What is needed »
Duplicate the stretch of the listing below from the line that contains "the car windshield." through the end of the listing, keeping every line unchanged.

● ● ● ● ●

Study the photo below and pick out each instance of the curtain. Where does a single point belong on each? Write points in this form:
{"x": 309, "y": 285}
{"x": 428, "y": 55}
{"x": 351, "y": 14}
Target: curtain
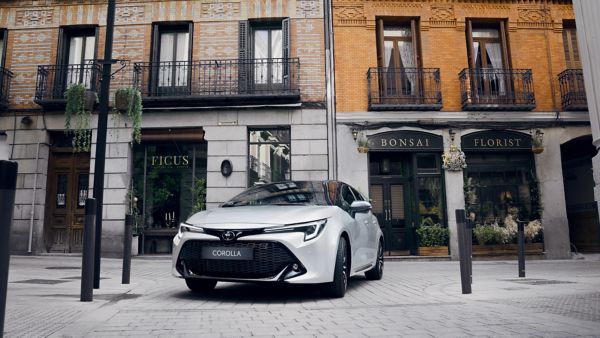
{"x": 407, "y": 57}
{"x": 494, "y": 53}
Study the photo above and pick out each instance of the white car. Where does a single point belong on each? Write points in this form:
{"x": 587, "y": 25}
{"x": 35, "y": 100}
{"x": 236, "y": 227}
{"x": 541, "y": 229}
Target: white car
{"x": 305, "y": 232}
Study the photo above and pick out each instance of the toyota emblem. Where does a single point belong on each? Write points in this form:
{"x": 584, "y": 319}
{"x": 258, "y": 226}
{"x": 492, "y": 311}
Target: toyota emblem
{"x": 228, "y": 235}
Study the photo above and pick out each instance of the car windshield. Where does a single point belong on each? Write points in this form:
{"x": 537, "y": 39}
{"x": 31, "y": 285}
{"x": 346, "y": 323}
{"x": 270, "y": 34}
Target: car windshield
{"x": 282, "y": 193}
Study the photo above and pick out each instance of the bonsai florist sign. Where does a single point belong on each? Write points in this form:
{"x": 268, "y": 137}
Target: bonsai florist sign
{"x": 496, "y": 140}
{"x": 406, "y": 140}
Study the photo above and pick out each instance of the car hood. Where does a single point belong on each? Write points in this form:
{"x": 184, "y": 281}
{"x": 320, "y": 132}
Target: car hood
{"x": 249, "y": 216}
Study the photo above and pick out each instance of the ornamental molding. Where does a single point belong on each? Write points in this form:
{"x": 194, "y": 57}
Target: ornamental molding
{"x": 34, "y": 17}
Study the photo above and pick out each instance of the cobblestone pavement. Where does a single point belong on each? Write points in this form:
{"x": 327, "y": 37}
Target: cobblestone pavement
{"x": 420, "y": 299}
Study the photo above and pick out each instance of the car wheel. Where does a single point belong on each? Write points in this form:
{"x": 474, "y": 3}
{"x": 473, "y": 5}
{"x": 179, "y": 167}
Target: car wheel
{"x": 200, "y": 285}
{"x": 377, "y": 271}
{"x": 338, "y": 287}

● ● ● ● ●

Answer to this task »
Study the photo above and pick out each instance of the car windshield. Where does a single point belong on each? Write points in this form:
{"x": 537, "y": 39}
{"x": 31, "y": 285}
{"x": 346, "y": 323}
{"x": 270, "y": 34}
Target: car windshield
{"x": 282, "y": 193}
Study the photo above and pick out each instance of the bonsai florist sign. Where does a single point belong on each? Write points in this form:
{"x": 268, "y": 137}
Target: bonsai florist sign
{"x": 496, "y": 140}
{"x": 406, "y": 140}
Study the photo above and pick out each instance of the car hood. Where does a single point belong on each? Write points in this form:
{"x": 184, "y": 281}
{"x": 320, "y": 132}
Target: car hood
{"x": 249, "y": 216}
Study the photo above and pick out each instance of the ornamental molding. Where does a single point belong on each? Write points in this form:
{"x": 194, "y": 57}
Target: ornamental molding
{"x": 34, "y": 17}
Study the photo above and pick out each instance of the cobblestone pavement. Where does a single point belong on each? Write points in this form:
{"x": 327, "y": 37}
Target: cobblestone pavement
{"x": 420, "y": 299}
Study the photo above and pick out each instance of the car wheel. Where does a single point belong on each? Write points in this form:
{"x": 474, "y": 3}
{"x": 473, "y": 5}
{"x": 179, "y": 167}
Target: car wheel
{"x": 200, "y": 285}
{"x": 377, "y": 271}
{"x": 338, "y": 287}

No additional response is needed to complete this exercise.